An update on the DIAMET flight campaign

At the beginning of term, Tom Frame contributed this excellent post about the ongoing DIAMET field campaign.  In this blog entry, I’ll provide an update on some of the more exciting and stomach-turning developments from the past few weeks of flying into storms around the British Isles.

Backing up for just a moment, you may recall that the purpose of DIAMET (DIAbatic influences on Mesoscale structures in ExtraTtropical storms) is to improve our understanding of and ability to model the interactions between cloud microphysical processes and mesoscale flow structures in midlatitude cyclones. What does this mean? In and around  clouds, water changes phase between ice, liquid, and vapour. The phase transitions are accompanied by heating and cooling of the air, sometimes over very large regions such as along a synoptic scale front. All of this heating and cooling leads to changes in temperature and pressure, which in turn can influence the flow of air in and around clouds. Many questions remain unanswered concerning how the interaction between diabatic heating and mesoscale flow influence the evolution of heavy precipitation and severe wind events. In a numerical weather prediction model, this interaction involves communication between subgridscale processes and the explicitly resolved flow. Does a model represent this interaction correctly? This is a difficult question to answer, but a field campaign such as DIAMET can help us to find out.

WHAT TO WORK ON =
1. Answer these questions about the DIAMET update:
(a) Who contributed the post about the campaign at the beginning of term?
(b) Where have the flights into storms taken place?
(c) What accompanies the phase transitions of water in and around clouds?
2. Carry the DIAMET update forward from its last sentence.

Items from a data source:
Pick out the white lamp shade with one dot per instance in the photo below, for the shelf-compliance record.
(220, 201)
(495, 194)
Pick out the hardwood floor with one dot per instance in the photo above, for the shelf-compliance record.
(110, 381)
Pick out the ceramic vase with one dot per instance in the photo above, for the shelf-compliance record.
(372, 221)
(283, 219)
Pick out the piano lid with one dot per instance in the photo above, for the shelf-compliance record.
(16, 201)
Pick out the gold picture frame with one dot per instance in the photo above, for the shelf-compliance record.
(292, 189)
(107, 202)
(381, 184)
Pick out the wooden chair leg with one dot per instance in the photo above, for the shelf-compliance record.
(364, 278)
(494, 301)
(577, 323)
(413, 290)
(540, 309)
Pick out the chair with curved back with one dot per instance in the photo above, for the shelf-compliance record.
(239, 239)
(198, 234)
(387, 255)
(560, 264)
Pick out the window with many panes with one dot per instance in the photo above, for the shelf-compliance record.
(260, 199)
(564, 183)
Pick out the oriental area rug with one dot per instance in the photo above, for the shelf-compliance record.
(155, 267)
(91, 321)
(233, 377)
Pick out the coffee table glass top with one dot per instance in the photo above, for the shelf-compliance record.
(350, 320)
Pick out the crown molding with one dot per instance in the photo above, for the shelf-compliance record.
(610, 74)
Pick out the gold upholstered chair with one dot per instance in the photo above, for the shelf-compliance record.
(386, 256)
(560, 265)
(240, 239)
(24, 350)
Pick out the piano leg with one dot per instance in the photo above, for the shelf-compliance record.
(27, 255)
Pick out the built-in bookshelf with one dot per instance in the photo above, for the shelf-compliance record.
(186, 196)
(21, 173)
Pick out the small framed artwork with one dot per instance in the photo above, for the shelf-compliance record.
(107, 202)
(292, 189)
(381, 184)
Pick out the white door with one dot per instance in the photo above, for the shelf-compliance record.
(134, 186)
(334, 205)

ANSWERS FOR THE TASKS =
1.
(a) Tom Frame
(b) Around the British Isles
(c) Heating and cooling of the air

2.
Over the past three weeks, the FAAM (Facility for Airborne Atmospheric Measurement) BAe-146 research aircraft has been flying into storms and collecting data that will be analysed to determine microphysical heating and cooling rates as well as the dynamical structure of the storms. When the campaign was planned over a year ago, we couldn’t possibly know if the weather regime would lend itself to supporting the kinds of storms that we wanted.  Fortunately for everyone who has invested their time and energy in this project, the weather did indeed comply. For a complete run down on all of the field campaign happenings, visit the DIAMET blog.

On 8th December , our very own John “The Intrepid”  Methven led a mission into the centre of an explosively developing cyclone that appears to have produced a sting jet. This was quite a rare opportunity to sample one of the most violent types of cold season wind phenomena. The Scottish Sun has written an article about the flight here, and the Met Office issued this press release. Rumor has it that the 160+mph winds and associated turbulence were too much for one Reading scientist who flew on this mission. Some lunch may have been lost, but we won’t be telling the Sun about that. Before you pass judgment, have a look at this video posted to Youtube by a member of the flight crew on the 1st December mission north of Scotland :

Flying at 150 ft above 70 ft waves

The purpose of this particular sortie was to collect enough data to infer the heat and moisture flux from the ocean surface into the boundary layer of an intense cyclone.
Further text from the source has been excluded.